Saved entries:
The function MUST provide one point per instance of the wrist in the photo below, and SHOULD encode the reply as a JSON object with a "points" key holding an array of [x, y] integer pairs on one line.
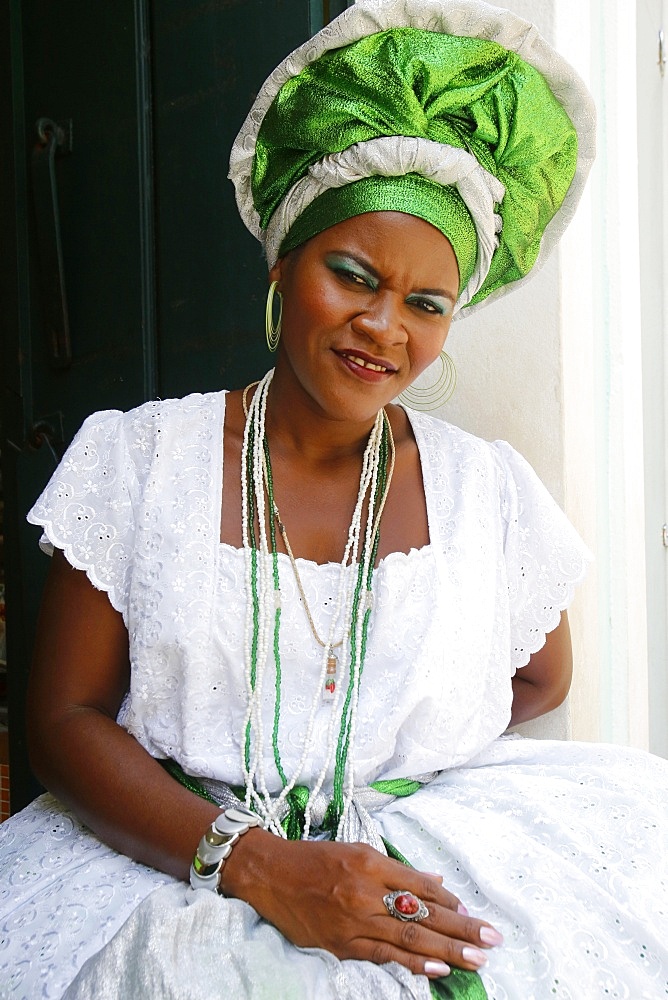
{"points": [[216, 846]]}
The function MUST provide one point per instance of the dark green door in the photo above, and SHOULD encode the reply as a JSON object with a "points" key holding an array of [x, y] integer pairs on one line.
{"points": [[125, 273]]}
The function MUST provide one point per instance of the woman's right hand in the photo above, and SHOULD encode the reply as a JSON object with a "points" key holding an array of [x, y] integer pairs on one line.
{"points": [[328, 895]]}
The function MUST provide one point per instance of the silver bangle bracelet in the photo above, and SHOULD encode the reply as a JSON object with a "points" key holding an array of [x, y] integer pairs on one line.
{"points": [[216, 846]]}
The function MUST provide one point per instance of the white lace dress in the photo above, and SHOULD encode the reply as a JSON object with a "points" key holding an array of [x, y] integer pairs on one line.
{"points": [[562, 846]]}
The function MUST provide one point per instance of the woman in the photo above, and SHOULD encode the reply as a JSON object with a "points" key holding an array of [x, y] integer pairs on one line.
{"points": [[335, 639]]}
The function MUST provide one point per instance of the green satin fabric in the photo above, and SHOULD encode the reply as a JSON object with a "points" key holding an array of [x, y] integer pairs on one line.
{"points": [[466, 92], [439, 205], [460, 984]]}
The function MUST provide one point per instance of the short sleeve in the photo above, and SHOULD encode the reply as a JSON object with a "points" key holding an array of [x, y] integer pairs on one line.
{"points": [[86, 509], [544, 555]]}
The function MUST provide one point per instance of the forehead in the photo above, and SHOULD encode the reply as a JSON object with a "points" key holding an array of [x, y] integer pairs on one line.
{"points": [[393, 242]]}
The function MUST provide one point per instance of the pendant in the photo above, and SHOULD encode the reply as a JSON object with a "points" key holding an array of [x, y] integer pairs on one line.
{"points": [[330, 677]]}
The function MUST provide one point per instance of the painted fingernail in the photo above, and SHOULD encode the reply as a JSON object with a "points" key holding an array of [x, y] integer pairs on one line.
{"points": [[436, 969], [474, 957], [489, 936]]}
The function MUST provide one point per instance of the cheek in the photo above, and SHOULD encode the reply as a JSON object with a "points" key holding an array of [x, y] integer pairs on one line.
{"points": [[317, 307]]}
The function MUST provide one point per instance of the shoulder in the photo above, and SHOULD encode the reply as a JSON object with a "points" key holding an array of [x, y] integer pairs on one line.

**To do:**
The lines from the one holding "The function MUST provide one point per instance of the short" to the last line of the entries, both included: retype them exactly and give nothing else.

**Written response:**
The function MUST provide one point per instance of the short sleeve in the photo above, and SHOULD encode the reply as a JSON object with a "points" key holding an array of [x, y] integer pairs on one line.
{"points": [[86, 509], [544, 555]]}
The function MUST provide one point per instance of the forehead in the photo above, and SHOULD encode the reply as a JSON object with a "points" key holding an array of [x, y] integer pairs on one line.
{"points": [[393, 242]]}
The function MUST provide one point per instance of the pendant in the photo above, and SHOULD encode the reply as a JSON object with a "points" key holding an array of [x, y] integer pairs on one line.
{"points": [[330, 677]]}
The function MUST provide one point per instance of the painted fingernail in the photo above, and SHOULD encode the reply as a JSON object with a "points" key holding an array of [x, y] integer pairs on one line.
{"points": [[436, 969], [474, 957], [489, 936]]}
The function MUST provide one point per instance of the cheek in the photo above, and SHOULD encode the reply as a JSON object with a "points" key holding an array of [x, y] integer pairs on one line.
{"points": [[317, 307]]}
The function MUST provide one point per instance of the shoulder in the photo above, and SHOULD encode the reply as a JSON object with a "points" key holding an array of [x, y] integer pairs on one line.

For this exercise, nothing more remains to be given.